TRY IT: Your answer must be every line of the data that contains "foliage".

SUPPLIED INFORMATION START

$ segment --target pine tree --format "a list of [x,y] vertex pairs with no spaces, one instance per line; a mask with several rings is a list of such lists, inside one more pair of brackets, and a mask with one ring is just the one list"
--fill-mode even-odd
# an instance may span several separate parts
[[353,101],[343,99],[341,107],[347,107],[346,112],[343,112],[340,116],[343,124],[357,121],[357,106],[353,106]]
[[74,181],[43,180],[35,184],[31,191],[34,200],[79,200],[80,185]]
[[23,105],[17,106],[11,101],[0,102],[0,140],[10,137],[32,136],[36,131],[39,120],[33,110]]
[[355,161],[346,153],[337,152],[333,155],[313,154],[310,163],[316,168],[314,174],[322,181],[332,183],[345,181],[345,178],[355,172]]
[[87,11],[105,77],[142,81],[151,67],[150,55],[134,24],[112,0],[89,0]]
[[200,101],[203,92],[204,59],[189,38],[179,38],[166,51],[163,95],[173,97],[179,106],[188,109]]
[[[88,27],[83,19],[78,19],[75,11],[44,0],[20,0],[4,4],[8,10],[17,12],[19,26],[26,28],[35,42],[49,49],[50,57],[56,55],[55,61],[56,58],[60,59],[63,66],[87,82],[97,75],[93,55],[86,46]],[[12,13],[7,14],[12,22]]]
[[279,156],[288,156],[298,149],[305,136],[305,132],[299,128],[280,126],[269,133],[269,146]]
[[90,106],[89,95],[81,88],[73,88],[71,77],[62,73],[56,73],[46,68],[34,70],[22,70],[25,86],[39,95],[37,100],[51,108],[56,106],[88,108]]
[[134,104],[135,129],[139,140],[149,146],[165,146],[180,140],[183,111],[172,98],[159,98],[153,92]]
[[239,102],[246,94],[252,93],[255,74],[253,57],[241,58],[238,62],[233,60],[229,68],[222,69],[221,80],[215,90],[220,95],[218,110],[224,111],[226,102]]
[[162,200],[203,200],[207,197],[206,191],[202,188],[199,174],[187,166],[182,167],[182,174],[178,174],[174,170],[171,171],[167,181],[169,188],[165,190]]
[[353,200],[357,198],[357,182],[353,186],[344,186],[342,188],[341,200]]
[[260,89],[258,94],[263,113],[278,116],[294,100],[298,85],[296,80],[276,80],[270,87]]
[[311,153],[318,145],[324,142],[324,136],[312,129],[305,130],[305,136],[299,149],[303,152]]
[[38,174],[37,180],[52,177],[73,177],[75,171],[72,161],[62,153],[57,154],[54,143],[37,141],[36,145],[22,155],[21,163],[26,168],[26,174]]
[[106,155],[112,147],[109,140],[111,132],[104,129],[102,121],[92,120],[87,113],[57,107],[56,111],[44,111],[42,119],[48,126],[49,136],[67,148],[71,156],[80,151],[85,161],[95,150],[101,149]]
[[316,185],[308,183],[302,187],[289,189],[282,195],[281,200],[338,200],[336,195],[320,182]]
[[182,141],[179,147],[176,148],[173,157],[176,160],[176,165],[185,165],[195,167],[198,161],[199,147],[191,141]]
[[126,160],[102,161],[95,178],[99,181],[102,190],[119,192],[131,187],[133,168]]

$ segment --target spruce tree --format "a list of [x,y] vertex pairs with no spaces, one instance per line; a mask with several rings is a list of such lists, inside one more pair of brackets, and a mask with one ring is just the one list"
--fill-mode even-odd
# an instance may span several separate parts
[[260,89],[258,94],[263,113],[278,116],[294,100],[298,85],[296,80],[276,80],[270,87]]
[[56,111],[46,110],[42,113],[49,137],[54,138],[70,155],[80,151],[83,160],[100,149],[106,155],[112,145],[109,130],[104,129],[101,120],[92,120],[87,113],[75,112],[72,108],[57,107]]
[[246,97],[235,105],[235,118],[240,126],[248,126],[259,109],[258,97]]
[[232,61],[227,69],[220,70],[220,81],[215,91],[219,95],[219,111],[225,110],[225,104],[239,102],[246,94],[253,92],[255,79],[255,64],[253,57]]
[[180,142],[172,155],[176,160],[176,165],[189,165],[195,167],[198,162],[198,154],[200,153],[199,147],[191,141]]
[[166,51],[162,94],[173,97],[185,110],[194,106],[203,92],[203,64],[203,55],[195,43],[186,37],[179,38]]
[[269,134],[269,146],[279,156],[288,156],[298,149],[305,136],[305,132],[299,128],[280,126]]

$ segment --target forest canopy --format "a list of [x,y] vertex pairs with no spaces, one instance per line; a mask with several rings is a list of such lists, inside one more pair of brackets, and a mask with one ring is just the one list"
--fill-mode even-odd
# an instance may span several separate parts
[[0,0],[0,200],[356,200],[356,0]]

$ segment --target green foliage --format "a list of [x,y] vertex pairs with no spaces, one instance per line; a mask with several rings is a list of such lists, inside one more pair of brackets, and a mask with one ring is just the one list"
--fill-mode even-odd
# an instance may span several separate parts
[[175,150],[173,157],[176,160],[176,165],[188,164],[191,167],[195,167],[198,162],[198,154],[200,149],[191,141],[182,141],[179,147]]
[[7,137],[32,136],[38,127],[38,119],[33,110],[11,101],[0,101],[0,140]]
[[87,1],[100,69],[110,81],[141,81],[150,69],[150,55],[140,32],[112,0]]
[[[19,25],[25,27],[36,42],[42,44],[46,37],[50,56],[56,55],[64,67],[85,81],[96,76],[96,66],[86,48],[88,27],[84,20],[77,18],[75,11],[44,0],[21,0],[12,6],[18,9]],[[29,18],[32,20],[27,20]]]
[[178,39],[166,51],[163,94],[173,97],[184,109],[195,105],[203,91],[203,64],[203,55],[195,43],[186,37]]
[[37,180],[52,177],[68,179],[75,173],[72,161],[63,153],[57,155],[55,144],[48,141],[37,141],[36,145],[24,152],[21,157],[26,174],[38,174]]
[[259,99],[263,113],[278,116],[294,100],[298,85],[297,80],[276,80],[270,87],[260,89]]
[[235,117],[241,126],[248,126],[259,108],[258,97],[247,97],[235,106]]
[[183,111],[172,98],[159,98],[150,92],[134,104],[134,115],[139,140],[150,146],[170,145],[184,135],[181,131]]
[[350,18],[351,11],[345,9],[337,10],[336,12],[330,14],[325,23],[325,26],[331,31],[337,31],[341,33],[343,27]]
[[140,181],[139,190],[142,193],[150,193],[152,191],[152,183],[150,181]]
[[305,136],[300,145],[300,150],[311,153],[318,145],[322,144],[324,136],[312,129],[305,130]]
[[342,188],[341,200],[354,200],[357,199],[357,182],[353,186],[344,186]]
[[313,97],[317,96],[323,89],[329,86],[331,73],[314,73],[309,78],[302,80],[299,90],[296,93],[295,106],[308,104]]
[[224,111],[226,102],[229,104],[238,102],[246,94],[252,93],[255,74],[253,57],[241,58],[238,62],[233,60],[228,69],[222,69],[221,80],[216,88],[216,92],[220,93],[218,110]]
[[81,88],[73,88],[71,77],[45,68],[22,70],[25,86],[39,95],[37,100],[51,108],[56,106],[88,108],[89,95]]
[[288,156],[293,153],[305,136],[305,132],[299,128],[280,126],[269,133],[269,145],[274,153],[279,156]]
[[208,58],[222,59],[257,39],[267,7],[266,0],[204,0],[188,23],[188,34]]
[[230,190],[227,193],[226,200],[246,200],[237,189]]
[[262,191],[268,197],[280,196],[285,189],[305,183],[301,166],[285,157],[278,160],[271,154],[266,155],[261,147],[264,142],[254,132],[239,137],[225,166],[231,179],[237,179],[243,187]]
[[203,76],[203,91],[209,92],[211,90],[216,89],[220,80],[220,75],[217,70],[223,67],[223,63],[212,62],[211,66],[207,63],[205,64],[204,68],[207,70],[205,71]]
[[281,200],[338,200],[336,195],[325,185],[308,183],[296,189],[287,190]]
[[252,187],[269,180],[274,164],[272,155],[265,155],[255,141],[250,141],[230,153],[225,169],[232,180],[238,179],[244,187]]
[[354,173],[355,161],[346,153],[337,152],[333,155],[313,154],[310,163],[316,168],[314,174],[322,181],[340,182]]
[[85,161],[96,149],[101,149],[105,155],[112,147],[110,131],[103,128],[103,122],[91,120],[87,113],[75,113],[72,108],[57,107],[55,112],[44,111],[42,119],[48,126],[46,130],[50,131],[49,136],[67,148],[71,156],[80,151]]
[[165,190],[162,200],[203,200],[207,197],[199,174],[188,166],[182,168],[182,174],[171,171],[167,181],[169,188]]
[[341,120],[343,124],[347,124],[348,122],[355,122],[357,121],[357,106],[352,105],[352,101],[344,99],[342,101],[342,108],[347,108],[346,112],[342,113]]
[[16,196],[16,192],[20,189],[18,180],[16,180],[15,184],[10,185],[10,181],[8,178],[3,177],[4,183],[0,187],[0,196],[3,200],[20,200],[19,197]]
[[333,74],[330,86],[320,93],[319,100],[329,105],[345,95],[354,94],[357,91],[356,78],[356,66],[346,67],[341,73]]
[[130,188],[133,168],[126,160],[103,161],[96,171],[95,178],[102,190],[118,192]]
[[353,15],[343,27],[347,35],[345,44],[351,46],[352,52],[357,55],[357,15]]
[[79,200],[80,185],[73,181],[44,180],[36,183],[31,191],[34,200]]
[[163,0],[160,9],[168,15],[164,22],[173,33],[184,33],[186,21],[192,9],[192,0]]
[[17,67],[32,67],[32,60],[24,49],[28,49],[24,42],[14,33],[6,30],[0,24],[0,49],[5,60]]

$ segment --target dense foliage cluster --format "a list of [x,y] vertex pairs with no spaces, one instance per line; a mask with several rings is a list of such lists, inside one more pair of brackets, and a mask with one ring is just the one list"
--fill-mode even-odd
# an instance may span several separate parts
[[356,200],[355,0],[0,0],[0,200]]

SUPPLIED INFORMATION END
SUPPLIED INFORMATION START

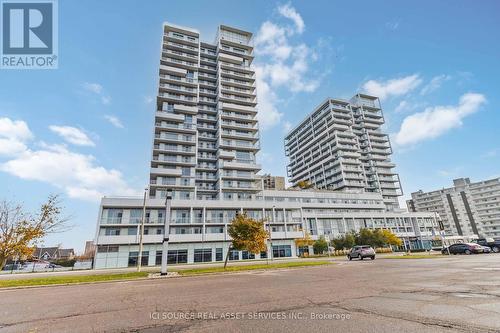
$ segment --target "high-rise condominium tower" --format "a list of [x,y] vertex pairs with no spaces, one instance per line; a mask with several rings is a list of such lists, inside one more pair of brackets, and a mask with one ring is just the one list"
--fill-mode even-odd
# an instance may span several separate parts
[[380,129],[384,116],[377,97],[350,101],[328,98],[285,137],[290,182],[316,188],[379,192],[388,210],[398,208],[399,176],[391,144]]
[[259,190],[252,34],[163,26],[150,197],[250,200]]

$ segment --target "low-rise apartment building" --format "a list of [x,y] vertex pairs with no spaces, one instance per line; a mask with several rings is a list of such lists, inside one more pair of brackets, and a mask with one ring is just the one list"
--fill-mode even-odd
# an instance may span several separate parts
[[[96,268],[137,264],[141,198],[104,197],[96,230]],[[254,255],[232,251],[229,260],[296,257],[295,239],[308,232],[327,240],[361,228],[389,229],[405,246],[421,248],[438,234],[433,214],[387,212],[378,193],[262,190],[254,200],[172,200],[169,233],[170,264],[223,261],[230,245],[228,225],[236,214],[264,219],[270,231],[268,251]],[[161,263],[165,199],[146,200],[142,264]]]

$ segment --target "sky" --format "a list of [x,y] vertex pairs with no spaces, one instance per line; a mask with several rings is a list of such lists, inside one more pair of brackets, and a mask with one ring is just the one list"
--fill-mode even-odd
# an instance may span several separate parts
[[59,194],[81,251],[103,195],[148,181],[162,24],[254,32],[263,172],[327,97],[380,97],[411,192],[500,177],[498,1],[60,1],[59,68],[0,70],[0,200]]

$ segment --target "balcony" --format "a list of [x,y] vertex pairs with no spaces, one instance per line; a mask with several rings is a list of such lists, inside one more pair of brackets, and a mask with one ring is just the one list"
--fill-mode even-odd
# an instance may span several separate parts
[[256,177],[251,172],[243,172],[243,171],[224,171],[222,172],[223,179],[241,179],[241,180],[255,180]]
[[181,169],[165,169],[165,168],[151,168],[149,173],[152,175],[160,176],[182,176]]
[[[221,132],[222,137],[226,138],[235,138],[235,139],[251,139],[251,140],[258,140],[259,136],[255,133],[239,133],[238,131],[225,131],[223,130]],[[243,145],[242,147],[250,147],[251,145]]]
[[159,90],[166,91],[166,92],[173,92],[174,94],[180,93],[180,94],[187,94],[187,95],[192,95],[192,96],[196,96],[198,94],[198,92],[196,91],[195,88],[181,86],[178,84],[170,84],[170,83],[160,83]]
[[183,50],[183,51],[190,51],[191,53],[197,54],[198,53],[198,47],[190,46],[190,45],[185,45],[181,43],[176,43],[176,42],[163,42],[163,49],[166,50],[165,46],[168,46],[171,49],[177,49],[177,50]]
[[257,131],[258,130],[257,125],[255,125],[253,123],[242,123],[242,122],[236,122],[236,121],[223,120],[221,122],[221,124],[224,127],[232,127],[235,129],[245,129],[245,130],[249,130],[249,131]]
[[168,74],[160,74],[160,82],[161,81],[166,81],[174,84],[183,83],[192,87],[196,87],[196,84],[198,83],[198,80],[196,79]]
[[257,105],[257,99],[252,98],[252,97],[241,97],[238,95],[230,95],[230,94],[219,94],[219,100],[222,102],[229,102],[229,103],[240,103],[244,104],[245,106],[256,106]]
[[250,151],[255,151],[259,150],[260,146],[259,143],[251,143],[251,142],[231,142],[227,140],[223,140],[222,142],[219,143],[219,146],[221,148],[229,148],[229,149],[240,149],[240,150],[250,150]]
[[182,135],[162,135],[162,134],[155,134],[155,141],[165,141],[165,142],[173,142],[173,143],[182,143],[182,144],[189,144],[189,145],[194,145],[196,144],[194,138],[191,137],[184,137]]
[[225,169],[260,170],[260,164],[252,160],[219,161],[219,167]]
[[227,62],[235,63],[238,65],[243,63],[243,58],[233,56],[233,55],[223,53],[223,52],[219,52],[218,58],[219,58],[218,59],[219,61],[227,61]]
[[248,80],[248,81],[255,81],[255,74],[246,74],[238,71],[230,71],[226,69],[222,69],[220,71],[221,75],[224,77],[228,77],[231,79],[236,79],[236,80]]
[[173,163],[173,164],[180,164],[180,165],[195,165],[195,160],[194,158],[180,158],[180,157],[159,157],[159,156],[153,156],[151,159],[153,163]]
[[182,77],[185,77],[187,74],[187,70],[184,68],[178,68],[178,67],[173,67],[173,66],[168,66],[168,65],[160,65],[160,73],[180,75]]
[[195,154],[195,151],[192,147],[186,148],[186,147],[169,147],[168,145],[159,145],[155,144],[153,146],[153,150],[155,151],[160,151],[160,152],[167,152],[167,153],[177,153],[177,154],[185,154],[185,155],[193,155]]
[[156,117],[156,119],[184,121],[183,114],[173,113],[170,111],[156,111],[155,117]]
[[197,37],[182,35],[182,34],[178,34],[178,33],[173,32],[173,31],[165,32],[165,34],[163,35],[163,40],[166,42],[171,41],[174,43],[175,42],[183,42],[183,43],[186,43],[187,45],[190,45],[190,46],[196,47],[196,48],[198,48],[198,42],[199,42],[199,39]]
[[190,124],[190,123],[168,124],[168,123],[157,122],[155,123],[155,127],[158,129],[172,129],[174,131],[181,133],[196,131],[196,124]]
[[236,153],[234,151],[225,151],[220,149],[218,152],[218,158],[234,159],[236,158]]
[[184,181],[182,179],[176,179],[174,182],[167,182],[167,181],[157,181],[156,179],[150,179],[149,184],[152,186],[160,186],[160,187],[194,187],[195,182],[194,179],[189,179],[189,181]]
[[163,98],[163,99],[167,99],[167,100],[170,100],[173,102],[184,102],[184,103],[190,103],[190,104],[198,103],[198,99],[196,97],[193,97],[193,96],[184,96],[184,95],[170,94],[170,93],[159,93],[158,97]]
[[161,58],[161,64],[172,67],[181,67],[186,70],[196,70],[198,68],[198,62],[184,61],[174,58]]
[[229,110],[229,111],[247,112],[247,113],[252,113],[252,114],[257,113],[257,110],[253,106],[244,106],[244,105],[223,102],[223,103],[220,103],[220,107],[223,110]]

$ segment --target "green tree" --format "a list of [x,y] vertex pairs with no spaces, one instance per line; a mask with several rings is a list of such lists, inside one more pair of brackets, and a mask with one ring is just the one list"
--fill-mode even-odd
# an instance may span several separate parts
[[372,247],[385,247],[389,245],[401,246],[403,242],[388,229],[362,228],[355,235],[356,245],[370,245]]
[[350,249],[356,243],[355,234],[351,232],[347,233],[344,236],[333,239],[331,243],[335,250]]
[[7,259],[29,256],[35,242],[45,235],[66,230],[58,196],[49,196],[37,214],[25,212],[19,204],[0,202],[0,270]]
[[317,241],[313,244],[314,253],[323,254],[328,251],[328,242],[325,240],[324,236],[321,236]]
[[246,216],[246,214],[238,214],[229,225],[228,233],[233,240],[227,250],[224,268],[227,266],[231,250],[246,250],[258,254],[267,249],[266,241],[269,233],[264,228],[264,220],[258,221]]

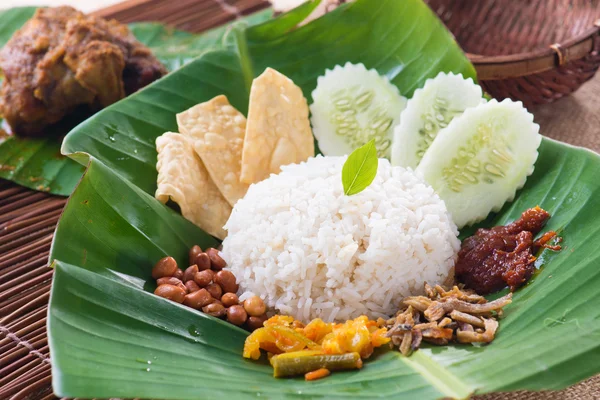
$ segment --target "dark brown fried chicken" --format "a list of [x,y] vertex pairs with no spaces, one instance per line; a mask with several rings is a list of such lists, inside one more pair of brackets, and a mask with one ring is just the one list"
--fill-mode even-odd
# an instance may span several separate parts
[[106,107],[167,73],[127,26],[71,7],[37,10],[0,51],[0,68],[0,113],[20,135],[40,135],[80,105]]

SUPPLIED INFORMATION END

RESPONSE FOR THIS EXERCISE:
$ segment --target green foliage --format "a list of [x,y] vertex pairs with no spaces, one instance per line; a mask with several rings is a list of such lists, inside one more pair of brackets, and a mask with one ring is just the one list"
$ segment --target dense foliage cluster --format "a list of [x,y] vertex pairs with no spaces, one instance per line; a mask with several rings is a list of such lists, inside one more pair of brackets, and a mask with one ring is just the one list"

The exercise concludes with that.